→ **Problem A**: Rewrite the part of the entries that opens with the line containing "Expected content: white canopy" and runs through the end of the entries, replacing "canopy tent" with "gazebo" and leaving everything else unchanged.

→ **Text section**:
Parsing one terabyte of text and efficiently counting the number of occurrences of each word

Recently I came across an interview question to create a algorithm in any language which should do the following
Read 1 terabyte of content
Make a count for each reoccuring word in that content
List the top 10 most frequently occurring words
Could you let me know the best possible way to create an algorithm for this?
Edit:
OK, let's say the content is in English. How we can find the top 10 words that occur most frequently in that content? My other doubt is, if purposely they are giving unique data then our buffer will expire with heap size overflow. We need to handle that as well.

→ **Problem B**: Echo, word for word, the part of the word-counting question that opens with the words containing "Recently I came" and closes with "algorithm for this?".

→ **Extracted entries**:

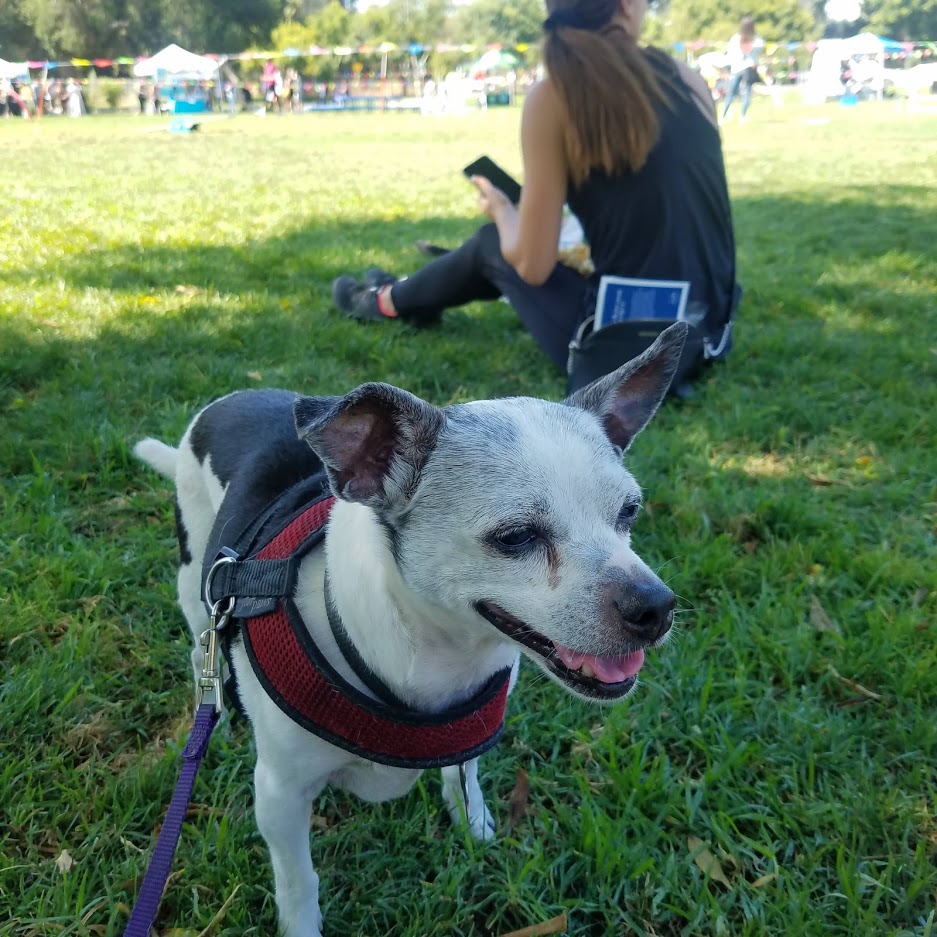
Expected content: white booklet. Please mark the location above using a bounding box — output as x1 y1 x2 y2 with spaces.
593 275 690 330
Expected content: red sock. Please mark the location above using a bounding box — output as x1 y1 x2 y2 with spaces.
377 285 397 319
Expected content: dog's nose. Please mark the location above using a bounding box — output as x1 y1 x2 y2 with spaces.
615 579 677 644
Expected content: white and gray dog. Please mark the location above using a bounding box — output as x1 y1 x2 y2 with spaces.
135 323 686 937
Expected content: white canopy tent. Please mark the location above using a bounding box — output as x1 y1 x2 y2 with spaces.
133 44 220 81
0 59 29 81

→ **Exercise solution A**:
Expected content: white gazebo. Please mark the location above using a bounding box — output as x1 y1 x2 y2 with spaces.
133 44 220 81
0 59 29 81

→ **Exercise solution B**:
Recently I came across an interview question to create a algorithm in any language which should do the following
Read 1 terabyte of content
Make a count for each reoccuring word in that content
List the top 10 most frequently occurring words
Could you let me know the best possible way to create an algorithm for this?